# What's the best kernel?



## wu_wei_lion (Jan 16, 2012)

I've tried Franco's kernel, Lean kernel, faux 123's, Ezkeel's, and Morfic's. Every single one seems damned smooth and snappy to me and to be honest, I can't tell the difference. I tend to stick with Morfic and faux 123 because I liked their work on the Vibrant (Morfic) and the G2X (Morfic and faux 123) but in everyday performance they all seem the same. Morfic tends to push the performance envelope from what I've seen and faux 123 seems to optimize RAM and cache but what the hell do I know? I'm not a coder. Can anyone explain in layman's terms what the kernels do differently and what's better about one than another?


----------



## Leandros (Feb 6, 2012)

They are all not very different. It's more a personal decision. 
I got the best results with Franciscos and Lean.

Gesendet von meinem Galaxy Nexus mit Tapatalk


----------



## Seraphace (Feb 6, 2012)

I have flashed a couple different kernels, and while I'm brand new to this, I'll give you my 2 cents.
======
What you are asked to do:
How would you translate this sentence from the kernel thread above into Spanish: "Every single one seems damned smooth and snappy to me and to be honest, I can't tell the difference."

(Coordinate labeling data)
======
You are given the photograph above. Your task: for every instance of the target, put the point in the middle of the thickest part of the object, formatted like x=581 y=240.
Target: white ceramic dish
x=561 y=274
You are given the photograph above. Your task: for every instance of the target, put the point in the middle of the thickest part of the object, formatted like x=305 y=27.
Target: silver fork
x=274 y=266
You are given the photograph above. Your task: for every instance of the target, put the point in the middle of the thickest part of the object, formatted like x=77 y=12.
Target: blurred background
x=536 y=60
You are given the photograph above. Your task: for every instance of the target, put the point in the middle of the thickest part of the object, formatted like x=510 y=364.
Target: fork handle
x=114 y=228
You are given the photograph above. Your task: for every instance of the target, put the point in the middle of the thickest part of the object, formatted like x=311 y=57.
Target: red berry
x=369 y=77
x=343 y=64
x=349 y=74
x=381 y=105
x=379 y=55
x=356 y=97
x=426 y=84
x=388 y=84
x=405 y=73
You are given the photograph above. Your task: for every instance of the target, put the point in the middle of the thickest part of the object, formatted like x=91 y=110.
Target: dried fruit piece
======
Solution:
Todos y cada uno me parecen condenadamente fluidos y ágiles y, la verdad, no noto la diferencia.